# Trecho
★ ★ ★ ★ ★

O livro também pretende derrubar os clichês que há em torno da figura
dos neandertais. Por que esses clichês estão tão arraigados?
R.
Acho que é algo estranho, porque os neandertais foram os primeiros
hominídeos que encontramos. Foi a primeira vez que soubemos que havia
outro tipo de humano no planeta. Foram mostrados como algo com que nos
comparar desde o princípio das origens humanas. Acho que nesse sentido
sempre olhamos de uma forma muito entusiasmada para as diferenças e
salientamos que eles são como um lixo. Temos uma visão negativa porque
queremos explicar por que eles não estão mais aqui. Não há neandertais
ao nosso redor, e queremos explicar isso de uma forma que nos ponha em
bom lugar. E queremos fazer assim porque é como emolduramos nossa
explicação das coisas. Definitivamente, há uma visão negativa
persistente sobre os neandertais, tanto na ciência como na cultura. Mas,
por outro lado, se eu conheço alguém, em um trem ou uma situação
similar, e digo que trabalho com neandertais, muito frequentemente me
dizem “Ah, não são tão estúpidos como se achava”. Mas as pessoas ainda gostam de usar a palavra neandertal como insulto. Isso se separou da arqueologia, o insulto continua aí.
P.

★ ★ ★ ★ ★

[Registros do conjunto de dados]
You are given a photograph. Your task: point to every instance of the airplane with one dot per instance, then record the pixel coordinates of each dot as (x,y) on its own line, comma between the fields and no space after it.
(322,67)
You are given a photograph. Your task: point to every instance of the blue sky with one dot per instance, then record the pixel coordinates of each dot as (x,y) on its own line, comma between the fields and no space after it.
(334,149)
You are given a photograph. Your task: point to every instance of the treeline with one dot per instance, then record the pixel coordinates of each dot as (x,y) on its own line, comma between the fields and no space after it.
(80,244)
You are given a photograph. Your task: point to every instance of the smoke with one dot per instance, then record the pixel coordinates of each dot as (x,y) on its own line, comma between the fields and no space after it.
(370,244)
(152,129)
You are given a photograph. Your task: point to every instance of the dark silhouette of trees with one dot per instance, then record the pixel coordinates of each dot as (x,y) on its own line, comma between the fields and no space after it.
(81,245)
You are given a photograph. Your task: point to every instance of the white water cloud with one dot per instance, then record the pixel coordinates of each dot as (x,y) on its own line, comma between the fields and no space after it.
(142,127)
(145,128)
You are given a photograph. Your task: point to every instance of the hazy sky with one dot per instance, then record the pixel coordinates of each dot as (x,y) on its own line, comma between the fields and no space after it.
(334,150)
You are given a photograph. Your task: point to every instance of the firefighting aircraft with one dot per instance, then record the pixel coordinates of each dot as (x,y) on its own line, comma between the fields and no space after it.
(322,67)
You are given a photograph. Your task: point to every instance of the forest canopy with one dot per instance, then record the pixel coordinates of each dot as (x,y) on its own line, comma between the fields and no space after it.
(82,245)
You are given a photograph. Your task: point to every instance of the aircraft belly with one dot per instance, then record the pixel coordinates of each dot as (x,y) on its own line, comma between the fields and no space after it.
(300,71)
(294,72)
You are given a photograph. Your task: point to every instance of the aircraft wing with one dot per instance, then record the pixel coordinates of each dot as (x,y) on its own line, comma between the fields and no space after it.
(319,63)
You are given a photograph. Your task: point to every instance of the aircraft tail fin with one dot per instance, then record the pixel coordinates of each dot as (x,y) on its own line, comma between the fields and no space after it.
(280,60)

★ ★ ★ ★ ★

# Instruções da tarefa
Responda às perguntas a seguir com base no trecho sobre os neandertais.
(a) Segundo o trecho, que lugar os neandertais ocupam entre os hominídeos que encontramos?
(b) Em que dois âmbitos persiste a visão negativa sobre os neandertais?
(c) O que as pessoas costumam dizer a quem responde ao saberem que trabalha com neandertais?
Os itens provêm de uma fonte diferente da do trecho.

# Resultado
(a) Foram os primeiros hominídeos que encontramos.
(b) Na ciência e na cultura.
(c) “Ah, não são tão estúpidos como se achava.”